Computation & Typography
Fonts as Software
In the 1990's I became aware of a Dutch design group called Letterror. Besides having an amazing name that was fun to say I was intrigued by their work in the software and design of fonts themselves. Up until this point I had never really taken seriously the idea of a font as a piece of software in and of itself and not just a translation of a typeface for use in digital media. Letterror released a generatively co-designed book that playfully looked at the relationship of software and design. I loved it and it inspired my own explorations around software, typography, and fonts.
Generative Co-design
In undergraduate school as I was studying Interaction Design at MCAD where I was fortunate to meet Roman Verostko whose generative work I still admire today. He described his work in an artist's statement that resonated with me.
"With these generators I could explore visual possibilities, make choices, refine forms, and compose a procedure for creating art."

Written exercise: Write out the portion of the computation and typography text above starting at "Generative Co-design" and ending at "resonated with me.".

Collected material:
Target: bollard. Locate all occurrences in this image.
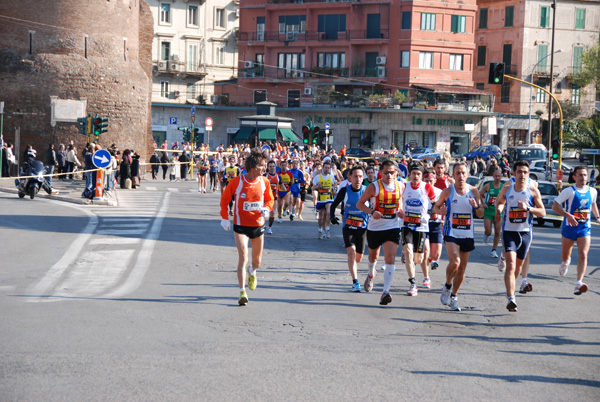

Final result:
Generative Co-design
In undergraduate school as I was studying Interaction Design at MCAD where I was fortunate to meet Roman Verostko whose generative work I still admire today. He described his work in an artist's statement that resonated with me.